→ SUPPLIED INFORMATION:
== Segment start ==
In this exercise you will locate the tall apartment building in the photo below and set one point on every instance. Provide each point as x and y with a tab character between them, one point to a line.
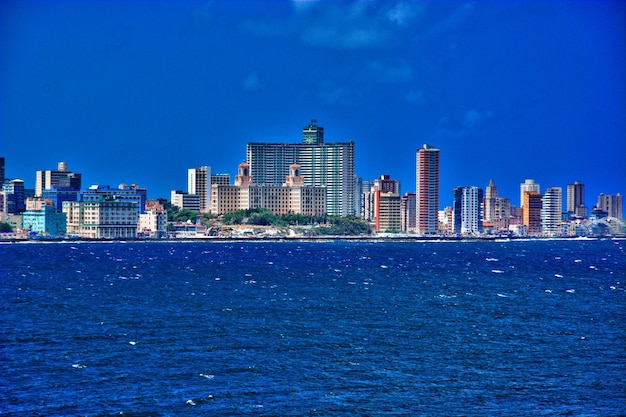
293	196
105	218
127	193
44	220
330	165
551	212
530	186
185	201
199	183
60	177
576	199
388	212
532	212
612	204
427	190
467	211
407	212
496	209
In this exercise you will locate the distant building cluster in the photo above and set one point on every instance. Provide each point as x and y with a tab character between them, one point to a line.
313	178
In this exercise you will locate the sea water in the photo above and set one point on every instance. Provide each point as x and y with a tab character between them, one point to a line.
340	328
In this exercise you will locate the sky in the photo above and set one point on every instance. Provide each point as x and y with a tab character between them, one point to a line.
139	91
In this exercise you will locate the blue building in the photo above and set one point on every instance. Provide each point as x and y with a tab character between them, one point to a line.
45	221
60	194
124	193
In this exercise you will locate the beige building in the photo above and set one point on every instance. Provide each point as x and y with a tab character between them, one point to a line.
104	219
292	197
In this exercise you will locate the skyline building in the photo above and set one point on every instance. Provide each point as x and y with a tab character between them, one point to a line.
199	183
427	190
576	199
467	218
61	177
611	204
530	186
551	211
313	134
293	196
532	212
321	164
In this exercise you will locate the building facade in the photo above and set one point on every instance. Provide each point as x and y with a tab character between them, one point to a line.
528	185
293	196
532	213
427	190
199	183
576	199
467	219
611	204
105	218
551	212
44	220
61	177
330	165
184	200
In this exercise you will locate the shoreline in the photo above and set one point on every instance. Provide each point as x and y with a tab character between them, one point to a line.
402	238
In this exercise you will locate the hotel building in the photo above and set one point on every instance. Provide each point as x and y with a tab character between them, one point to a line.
60	177
329	165
532	212
105	218
199	183
611	204
576	199
427	190
467	211
551	212
293	196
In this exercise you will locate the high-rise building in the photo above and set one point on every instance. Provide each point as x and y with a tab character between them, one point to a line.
491	196
1	170
106	218
313	134
427	190
532	212
576	199
322	164
551	212
612	204
293	196
199	183
407	212
528	185
60	177
467	211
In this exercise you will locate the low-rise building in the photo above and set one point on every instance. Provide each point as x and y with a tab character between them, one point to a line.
44	220
106	218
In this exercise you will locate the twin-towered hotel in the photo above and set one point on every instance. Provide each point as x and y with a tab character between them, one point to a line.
314	178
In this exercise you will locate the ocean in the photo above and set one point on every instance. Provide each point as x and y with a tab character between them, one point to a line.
296	328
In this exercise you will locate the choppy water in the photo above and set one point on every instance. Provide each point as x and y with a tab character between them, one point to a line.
309	328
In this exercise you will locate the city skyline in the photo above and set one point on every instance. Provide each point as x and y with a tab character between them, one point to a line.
139	93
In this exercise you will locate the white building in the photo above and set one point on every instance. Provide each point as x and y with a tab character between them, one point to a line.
104	219
293	196
153	223
199	183
551	212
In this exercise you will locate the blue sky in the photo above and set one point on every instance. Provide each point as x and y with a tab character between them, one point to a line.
139	91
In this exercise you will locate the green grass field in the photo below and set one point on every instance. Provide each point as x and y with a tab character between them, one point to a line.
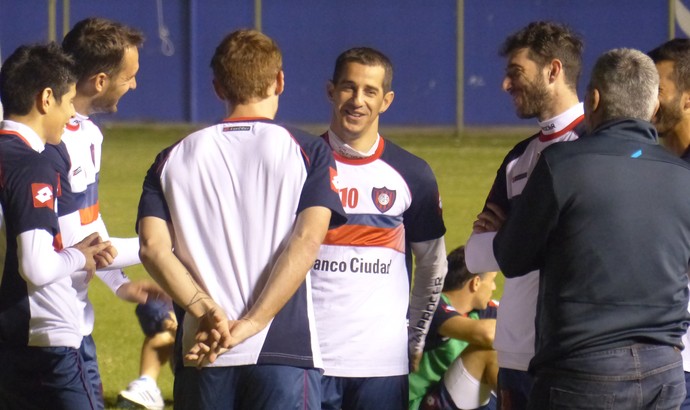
465	168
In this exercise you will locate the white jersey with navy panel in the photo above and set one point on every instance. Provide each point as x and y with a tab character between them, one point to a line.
515	332
78	160
361	278
232	192
38	305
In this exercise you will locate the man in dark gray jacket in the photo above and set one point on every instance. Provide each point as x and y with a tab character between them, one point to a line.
612	244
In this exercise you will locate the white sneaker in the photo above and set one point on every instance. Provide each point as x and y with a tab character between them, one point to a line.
142	393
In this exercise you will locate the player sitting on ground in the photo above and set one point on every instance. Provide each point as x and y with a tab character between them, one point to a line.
459	343
159	324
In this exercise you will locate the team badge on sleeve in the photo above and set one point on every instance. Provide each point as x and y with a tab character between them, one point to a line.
383	198
334	179
43	195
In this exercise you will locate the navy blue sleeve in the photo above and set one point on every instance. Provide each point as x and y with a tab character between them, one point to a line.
499	190
521	242
59	158
29	200
319	189
152	201
423	220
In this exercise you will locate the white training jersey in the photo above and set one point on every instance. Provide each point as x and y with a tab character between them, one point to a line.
78	160
361	277
232	192
515	332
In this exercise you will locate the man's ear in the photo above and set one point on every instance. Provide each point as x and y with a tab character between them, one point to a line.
44	100
218	90
98	82
555	69
685	97
280	82
474	283
594	99
330	89
387	101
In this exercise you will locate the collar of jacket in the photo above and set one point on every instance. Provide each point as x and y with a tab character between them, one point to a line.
628	128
== Segment end ==
→ WHAT THE TASK ASKS:
Every record must be transcribed faithfully, with no picture carried over.

→ FINISHED TASK:
In this exercise you will locate the tall apartment building in the photo below and set one point on every instance. Provide each point as x and y with a tab character between them, one point to a line.
293	196
105	218
127	193
44	220
330	165
551	212
530	186
185	201
199	183
60	177
576	199
388	212
532	212
612	204
427	190
467	211
407	212
496	209
In this exercise you will locate the distant building cluster in the photo above and set one point on every instance. Provide each point as x and y with a tab character between them, one point to a line.
313	178
In this exercise you will locate the sea water in the photo above and set one point on every instance. Provide each point as x and y with a tab character between them, one point to a line.
340	328
In this exercise you will locate the sky in the photo above and set one point on every instance. Provide each point as x and y with a tab character between them, one point to a line.
139	91
In this exercise you will locate the blue building in the photo above and set one point on every instance. Provide each point as x and y with a tab character between them, one point to a line.
45	221
60	194
124	193
In this exercise you will locate the beige building in the photo above and set one point on every instance. Provide each point as x and y with a tab character between them, one point to a line.
104	219
292	197
In this exercise you will locate the skyline building in the photo above and set one point on every instance. Provide each point as x and y with a tab character between them, one point to a line.
199	183
427	190
576	199
467	218
61	177
611	204
530	186
551	211
313	134
293	196
532	212
321	164
In this exercise you will locate the building facade in the photo above and set one point on every instance. Provide each point as x and y with a tab character between them, one point to a line.
528	185
293	196
532	213
427	190
199	183
576	199
467	219
611	204
105	218
551	212
44	220
61	177
330	165
184	200
In this exercise you will locate the shoreline in the photo above and set one point on every instance. Provide each point as x and y with a tab character between them, one point to a line.
402	238
In this exercise you will locate the hotel building in the photo above and set one point on every instance. Provide each point as x and y with a tab character between them, one point to a line.
60	177
329	165
532	212
105	218
199	183
611	204
576	199
427	190
467	211
551	212
293	196
In this exercise you will locate the high-rise building in the photo above and set one point on every instance. Provide each point as x and y with a tab character between them, one point to a line.
491	196
1	170
106	218
313	134
427	190
532	212
576	199
322	164
551	212
612	204
293	196
199	183
407	212
528	185
60	177
467	211
In this exercise you will locate the low-rise building in the photo above and set one point on every instance. Provide each point as x and y with a tab character between them, one point to a line.
44	220
106	218
In this exercise you will locate the twin-towered hotel in the photo above and set one point on every instance. Provide each point as x and y with a tab character between them, one point to a line.
314	178
In this exercise you will locate the ocean in the photo above and set one point on every instance. Provide each point as x and y with a tab character between them, one point to a line.
296	328
In this exercise you will locate the choppy water in the photo above and set one point on every instance. Provide each point as x and y with a tab character between them, one point to a line.
309	328
In this exercise you will locate the city skyline in the photo above and set one point on every instance. Provide each point as x and y with a tab character between them, one point to a line.
139	93
In this exercise you will locate the white building in the photo above and set one point on every instance. Provide each point as x and y with a tab character between them, one point to a line.
104	219
293	196
153	223
199	183
551	212
In this exercise you will locate the blue sky in the photo above and set one point on every instance. Provide each point as x and y with a tab character between them, one point to a line.
139	91
In this exercise you will locate the green grass field in the photo below and set one point on every instance. Provide each point as x and y with a tab character between them, one point to a line.
465	168
In this exercise you will locate the white jersey with navy panel in the photo above and set one point on every instance. Provide each point as x and y with a tab character between them, one point to a line.
515	332
78	160
361	278
232	192
38	305
In this exercise you will locate the man in dark gray jacket in the photo above and set one point on every instance. Provide each point as x and y with a tab character between them, one point to a line.
612	244
In this exercise you will locate the white sneaker in the photo above and set one point on every instance. Provide each point as x and y with a tab character between them, one point to a line.
142	393
In this exercise you will locate the player sitting on ground in the photo above and set one point on every instance. Provide each point as x and y with a tab character between them, one point to a line.
459	343
159	324
In this exercise you will locate the team badge on sleeve in the photo above and set one point on every instance. Provide each point as x and y with a tab character between them, one point to a line.
383	198
334	179
43	195
In this exercise you will locate the navy blue sleeve in the photo above and set one point on every instance. Provide each point as x and y with a tab character between them, one point to a line.
499	190
521	242
59	158
29	200
319	189
152	201
423	220
In this exercise you will locate the white training jersey in the photo above and set one point on every instance. Provide each point as x and y with a tab character between them, one point to a line.
78	160
361	277
232	192
515	332
In this exercise you will locate the man's ear in the photo above and set one point on every instance. Provide each point as x and y with a tab character between them, one point to a line.
44	100
218	90
98	82
555	69
685	97
280	82
474	283
594	99
330	89
387	101
In this exercise you will locate the collar of jacket in the photo above and set one point on every instance. Provide each point as x and y with a tab character between them, one point to a line.
628	128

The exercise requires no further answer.